*What to produce*
Select and copy each line of the entries below that contains the string "with". Case counts.

*Data provided*
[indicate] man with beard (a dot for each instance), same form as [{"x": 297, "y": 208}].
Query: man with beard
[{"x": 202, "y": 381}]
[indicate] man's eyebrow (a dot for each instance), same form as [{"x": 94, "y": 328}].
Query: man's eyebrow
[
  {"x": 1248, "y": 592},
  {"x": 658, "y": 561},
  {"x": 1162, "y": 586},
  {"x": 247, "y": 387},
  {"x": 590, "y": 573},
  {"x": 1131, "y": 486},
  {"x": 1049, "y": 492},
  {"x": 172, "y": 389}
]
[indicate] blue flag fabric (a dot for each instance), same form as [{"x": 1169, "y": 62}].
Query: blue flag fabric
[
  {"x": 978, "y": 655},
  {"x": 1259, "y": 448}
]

--

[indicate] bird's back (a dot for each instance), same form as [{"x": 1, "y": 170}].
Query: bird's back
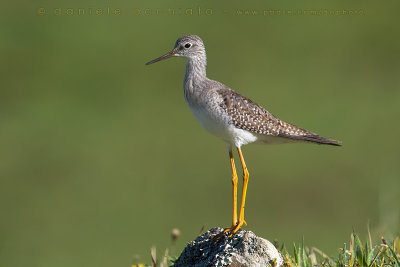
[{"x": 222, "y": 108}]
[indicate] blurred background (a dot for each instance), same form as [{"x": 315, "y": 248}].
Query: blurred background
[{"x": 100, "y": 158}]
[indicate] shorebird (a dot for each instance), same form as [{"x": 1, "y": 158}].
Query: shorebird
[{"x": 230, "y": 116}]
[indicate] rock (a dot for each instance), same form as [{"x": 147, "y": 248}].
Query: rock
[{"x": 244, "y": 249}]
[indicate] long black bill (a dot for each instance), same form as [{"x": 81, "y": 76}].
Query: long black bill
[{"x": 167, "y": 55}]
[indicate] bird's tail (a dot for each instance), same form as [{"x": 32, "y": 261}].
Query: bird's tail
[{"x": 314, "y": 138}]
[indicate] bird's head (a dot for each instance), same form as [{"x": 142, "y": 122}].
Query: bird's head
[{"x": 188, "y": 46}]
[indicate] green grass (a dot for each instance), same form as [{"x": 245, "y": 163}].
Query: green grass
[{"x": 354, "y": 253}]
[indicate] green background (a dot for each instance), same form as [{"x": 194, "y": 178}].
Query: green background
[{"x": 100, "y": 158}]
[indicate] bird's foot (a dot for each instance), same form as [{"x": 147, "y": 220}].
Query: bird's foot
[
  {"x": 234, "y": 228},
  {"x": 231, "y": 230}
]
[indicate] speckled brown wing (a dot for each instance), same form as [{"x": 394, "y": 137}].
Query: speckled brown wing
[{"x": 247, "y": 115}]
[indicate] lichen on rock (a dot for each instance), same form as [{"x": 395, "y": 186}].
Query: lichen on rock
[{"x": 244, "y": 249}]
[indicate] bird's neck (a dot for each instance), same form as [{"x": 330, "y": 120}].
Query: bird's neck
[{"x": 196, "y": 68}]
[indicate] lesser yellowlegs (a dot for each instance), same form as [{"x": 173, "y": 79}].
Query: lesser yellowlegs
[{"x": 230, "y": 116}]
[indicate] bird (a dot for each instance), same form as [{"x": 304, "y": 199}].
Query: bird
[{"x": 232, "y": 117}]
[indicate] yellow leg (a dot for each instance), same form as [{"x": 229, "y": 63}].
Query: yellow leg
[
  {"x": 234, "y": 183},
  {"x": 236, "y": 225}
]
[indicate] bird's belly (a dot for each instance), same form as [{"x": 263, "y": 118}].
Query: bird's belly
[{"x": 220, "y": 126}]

==

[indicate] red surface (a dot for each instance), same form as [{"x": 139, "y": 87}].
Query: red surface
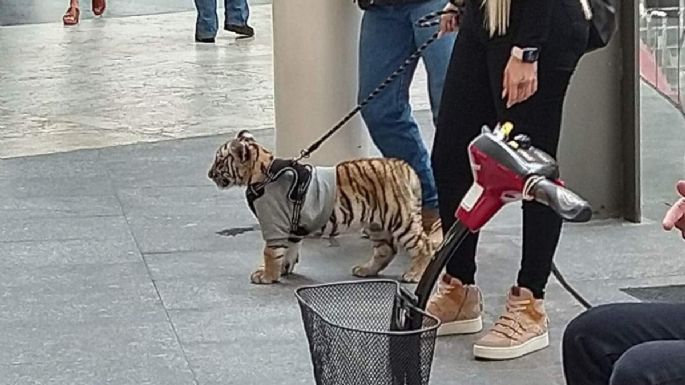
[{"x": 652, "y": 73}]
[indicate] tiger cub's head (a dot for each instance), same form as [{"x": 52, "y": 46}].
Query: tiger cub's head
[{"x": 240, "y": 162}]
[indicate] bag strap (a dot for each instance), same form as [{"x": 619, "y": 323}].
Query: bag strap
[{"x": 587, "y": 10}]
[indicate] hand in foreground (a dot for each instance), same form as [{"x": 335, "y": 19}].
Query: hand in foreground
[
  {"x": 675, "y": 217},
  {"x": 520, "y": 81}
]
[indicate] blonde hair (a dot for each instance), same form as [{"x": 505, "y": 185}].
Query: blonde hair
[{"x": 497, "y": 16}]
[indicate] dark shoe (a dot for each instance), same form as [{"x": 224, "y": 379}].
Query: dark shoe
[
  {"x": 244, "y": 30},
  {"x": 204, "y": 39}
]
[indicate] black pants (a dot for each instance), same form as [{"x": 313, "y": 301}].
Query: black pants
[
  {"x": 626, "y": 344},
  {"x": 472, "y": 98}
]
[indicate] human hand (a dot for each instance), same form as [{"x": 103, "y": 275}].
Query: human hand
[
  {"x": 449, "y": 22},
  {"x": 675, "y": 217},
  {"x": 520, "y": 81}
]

*Exercise response*
[indicate] man with beard (a dot for each instance), same form as [{"x": 297, "y": 208}].
Query: man with beard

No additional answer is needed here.